PASSAGE SHOWN:
<<<<

When a vacancy has occurred in the office of Metropolitan, the bishop senior by rank and date of consecration shall convene the Holy Synod. After the formal vote declaring the vacancy, the Holy Synod will proceed with the election of a locum tenens. Within a period not exceeding three months (unless some unavoidable necessity forces a prolongation of this period), the locum tenens will convene an All-American Council at which a successor shall be elected. If not already a bishop, a candidate for the office of Metropolitan must fulfill the canonical, moral, and educational requirements stated in Article VI, Section 9. The election shall take place according to the following order:

  1. The Council nominates candidates by secret ballot without previous discussion of names. A blank paper ballot shall be distributed to each member of the Council before the vote.
  2. On the first vote, one single name may be written on each ballot. If the name of a candidate is written on a number of ballots equal to at least two-thirds of the total number of members in attendance at the Council, his name shall be submitted to the Holy Synod for approval by majority vote; in case of rejection, the Holy Synod shall formally state the reasons which motivated the rejection.
  3. If no candidate receives a number of ballots equal to at least two-thirds of the total membership in attendance, or if the person receiving that number of ballots fails to receive the approval of the Holy Synod, a second vote shall be taken.
  4. In the second vote, two names shall be written on each ballot; the tellers shall not count any ballot on which fewer or more than two names are written. The names of the two candidates who receive the highest number of ballots on the second vote shall be submitted to the Holy Synod for their choice by majority vote.
  5. Upon his election, and before the dismissal of the All-American Council, the new Metropolitan will be enthroned according to the established ritual.

>>>>

DATASET CONTENT:
<<<<

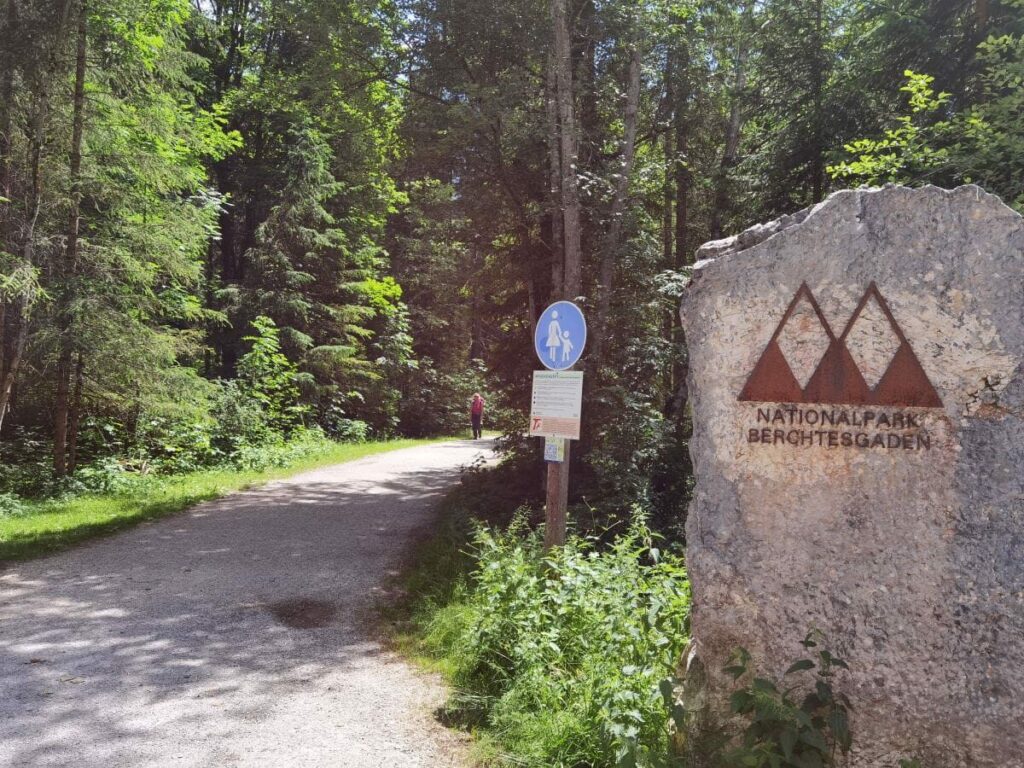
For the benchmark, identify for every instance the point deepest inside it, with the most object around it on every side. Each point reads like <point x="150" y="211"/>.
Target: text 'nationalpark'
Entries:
<point x="802" y="427"/>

>>>>

REQUESTS:
- a) Rewrite the election procedure starting at "3. If no candidate" and ending at "shall be taken.", replacing "Holy Synod" with "Synod of Bishops".
- b) Summarize the passage on electing a Metropolitan in three sentences.

SOLUTIONS IN ORDER:
- a)
3. If no candidate receives a number of ballots equal to at least two-thirds of the total membership in attendance, or if the person receiving that number of ballots fails to receive the approval of the Synod of Bishops, a second vote shall be taken.

- b) When the office of Metropolitan falls vacant, the senior bishop convenes the Holy Synod, which declares the vacancy and elects a locum tenens, who within three months convenes an All-American Council to elect a successor. On the Council's first secret ballot, a candidate named on at least two-thirds of the ballots is submitted to the Holy Synod for approval by majority vote. If no one reaches that number or the Holy Synod withholds approval, a second vote with two names per ballot sends the top two candidates to the Holy Synod to choose between, and the new Metropolitan is enthroned before the Council is dismissed.